STATED GOAL A: Pick out every line of the entries below that contains the string "hair" and copy each one. Matching is case-sensitive.

─── PAGE EXTRACT

Lecture No 11. More Handy Computational Tools

Lecture No. 11. More Handy Computational Tools

Let’s stop for a moment, look at what we’ve covered so far, and get a peek at where the course is going from here.

Course Overview

Up until now we have mostly looked at general principles of environmental geochemistry. We have covered:

authigenic minerals that form in surface and ground water systems;
sulfate and sulfide chemistry in natural systems;
redox equations and how to balance them;
redox chemistry and electrochemistry as they relate to environmental systems;
fundamentals of chemical measurement of environmental samples, sample collection, and the procedural definition of dissolved vs. suspended loads;
contaminant phases;
chemical reaction types;
sediment movement in streams;
movement of contaminants (and other substances) in sediment;
methods for sediment separation (filtration, etc.);
distribution coefficients for the partitioning of contaminants between solution and sediments;
"total recoverable" measurements;
calculation of dissolved, suspended, and/or total load per day using stream discharge measurements;
grain size controls on transport by sediment;
E_h-pH diagrams, their uses, and their limitations;
Berner’s classification of geochemical environments and what characterizes each type of environment;
phase diagrams other than E_h-pH, such as log c-pe.

Where do we go from here?

We are going to cover a few more computational tools: log ratio and log c-pH diagrams, their uses, and their limitations. Then we will shift gears and begin covering

case studies, e.g., Butte, the Milltown Reservoir, and other cases of environmental contamination;
types of contaminated environments, such as acid drainage regions and pit lakes;
special cases of contaminant chemistry such as methylation of metals and metalloids.

──────
─── RECORD EXCERPTS

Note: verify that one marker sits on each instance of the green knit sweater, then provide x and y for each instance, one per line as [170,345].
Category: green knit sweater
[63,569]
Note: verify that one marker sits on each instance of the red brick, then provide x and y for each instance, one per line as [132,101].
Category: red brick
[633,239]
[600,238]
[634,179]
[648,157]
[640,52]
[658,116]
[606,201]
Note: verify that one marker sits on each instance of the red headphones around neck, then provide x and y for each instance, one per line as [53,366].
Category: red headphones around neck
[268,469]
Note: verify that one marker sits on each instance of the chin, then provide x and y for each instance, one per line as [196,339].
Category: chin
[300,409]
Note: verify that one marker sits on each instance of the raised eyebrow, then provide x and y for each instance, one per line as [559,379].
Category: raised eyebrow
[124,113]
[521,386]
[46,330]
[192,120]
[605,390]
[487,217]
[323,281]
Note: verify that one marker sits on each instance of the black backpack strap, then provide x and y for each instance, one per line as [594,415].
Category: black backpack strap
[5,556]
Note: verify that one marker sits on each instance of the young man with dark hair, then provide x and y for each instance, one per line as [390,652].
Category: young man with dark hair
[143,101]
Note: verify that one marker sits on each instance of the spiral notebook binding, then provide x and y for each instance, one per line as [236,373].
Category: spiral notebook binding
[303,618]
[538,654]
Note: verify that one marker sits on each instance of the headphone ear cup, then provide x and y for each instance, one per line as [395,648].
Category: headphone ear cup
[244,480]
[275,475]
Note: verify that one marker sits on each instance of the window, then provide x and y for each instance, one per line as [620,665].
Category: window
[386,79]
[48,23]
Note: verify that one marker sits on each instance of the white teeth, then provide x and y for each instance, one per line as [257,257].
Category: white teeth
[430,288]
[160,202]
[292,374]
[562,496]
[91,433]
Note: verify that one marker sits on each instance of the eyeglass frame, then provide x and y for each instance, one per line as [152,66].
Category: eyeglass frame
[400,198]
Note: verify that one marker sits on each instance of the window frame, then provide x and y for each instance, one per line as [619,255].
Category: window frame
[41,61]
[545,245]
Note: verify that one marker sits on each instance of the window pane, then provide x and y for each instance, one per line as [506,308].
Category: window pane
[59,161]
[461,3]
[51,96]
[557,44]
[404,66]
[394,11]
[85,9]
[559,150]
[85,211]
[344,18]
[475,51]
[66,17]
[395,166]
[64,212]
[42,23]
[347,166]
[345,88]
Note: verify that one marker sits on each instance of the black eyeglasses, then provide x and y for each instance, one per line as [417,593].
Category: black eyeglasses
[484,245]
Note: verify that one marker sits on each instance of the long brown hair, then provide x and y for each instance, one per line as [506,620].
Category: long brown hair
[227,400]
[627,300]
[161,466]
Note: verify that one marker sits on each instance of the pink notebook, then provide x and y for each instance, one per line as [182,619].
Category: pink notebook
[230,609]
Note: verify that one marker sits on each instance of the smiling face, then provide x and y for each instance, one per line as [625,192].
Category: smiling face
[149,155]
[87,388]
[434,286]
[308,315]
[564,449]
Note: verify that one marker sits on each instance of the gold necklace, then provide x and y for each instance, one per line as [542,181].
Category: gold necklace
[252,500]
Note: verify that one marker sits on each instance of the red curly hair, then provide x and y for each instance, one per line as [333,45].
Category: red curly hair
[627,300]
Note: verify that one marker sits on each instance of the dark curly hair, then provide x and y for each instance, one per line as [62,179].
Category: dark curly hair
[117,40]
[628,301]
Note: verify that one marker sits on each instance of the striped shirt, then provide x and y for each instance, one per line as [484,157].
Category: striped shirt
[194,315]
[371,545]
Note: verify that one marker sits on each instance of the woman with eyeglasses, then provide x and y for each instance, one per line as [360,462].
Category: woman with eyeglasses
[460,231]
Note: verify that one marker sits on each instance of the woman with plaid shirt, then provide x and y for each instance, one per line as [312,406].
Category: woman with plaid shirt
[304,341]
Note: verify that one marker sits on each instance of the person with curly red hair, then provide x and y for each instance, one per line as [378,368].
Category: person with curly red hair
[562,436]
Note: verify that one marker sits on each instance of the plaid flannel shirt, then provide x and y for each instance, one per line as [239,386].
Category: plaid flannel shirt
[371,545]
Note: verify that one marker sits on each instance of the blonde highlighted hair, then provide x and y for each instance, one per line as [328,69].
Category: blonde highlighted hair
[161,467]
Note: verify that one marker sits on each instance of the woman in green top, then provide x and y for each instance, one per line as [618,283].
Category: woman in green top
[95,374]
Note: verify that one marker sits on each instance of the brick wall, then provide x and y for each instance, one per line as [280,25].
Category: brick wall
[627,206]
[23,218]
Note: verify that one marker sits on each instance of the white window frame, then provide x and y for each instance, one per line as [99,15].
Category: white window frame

──────

STATED GOAL B: Output the full geochemistry lecture outline above word for word.

RESPONSE A:
Note: verify that one marker sits on each instance of the young man with dark hair, then provide x and y for each instance, one per line as [390,652].
Category: young man with dark hair
Note: verify that one marker sits on each instance of the long brown hair, then provide x and y for each instance, one per line as [506,620].
Category: long brown hair
Note: verify that one marker sits on each instance of the red curly hair, then provide x and y for each instance, one per line as [333,45].
Category: red curly hair
Note: verify that one marker sits on each instance of the dark curly hair, then provide x and y for each instance, one per line as [62,179].
Category: dark curly hair
Note: verify that one marker sits on each instance of the person with curly red hair, then provide x and y for each instance, one per line as [378,368].
Category: person with curly red hair
Note: verify that one marker sits on each instance of the blonde highlighted hair, then provide x and y for each instance, one per line as [328,69].
Category: blonde highlighted hair

RESPONSE B:
Lecture No 11. More Handy Computational Tools

Lecture No. 11. More Handy Computational Tools

Let’s stop for a moment, look at what we’ve covered so far, and get a peek at where the course is going from here.

Course Overview

Up until now we have mostly looked at general principles of environmental geochemistry. We have covered:

authigenic minerals that form in surface and ground water systems;
sulfate and sulfide chemistry in natural systems;
redox equations and how to balance them;
redox chemistry and electrochemistry as they relate to environmental systems;
fundamentals of chemical measurement of environmental samples, sample collection, and the procedural definition of dissolved vs. suspended loads;
contaminant phases;
chemical reaction types;
sediment movement in streams;
movement of contaminants (and other substances) in sediment;
methods for sediment separation (filtration, etc.);
distribution coefficients for the partitioning of contaminants between solution and sediments;
"total recoverable" measurements;
calculation of dissolved, suspended, and/or total load per day using stream discharge measurements;
grain size controls on transport by sediment;
E_h-pH diagrams, their uses, and their limitations;
Berner’s classification of geochemical environments and what characterizes each type of environment;
phase diagrams other than E_h-pH, such as log c-pe.

Where do we go from here?

We are going to cover a few more computational tools: log ratio and log c-pH diagrams, their uses, and their limitations. Then we will shift gears and begin covering

case studies, e.g., Butte, the Milltown Reservoir, and other cases of environmental contamination;
types of contaminated environments, such as acid drainage regions and pit lakes;
special cases of contaminant chemistry such as methylation of metals and metalloids.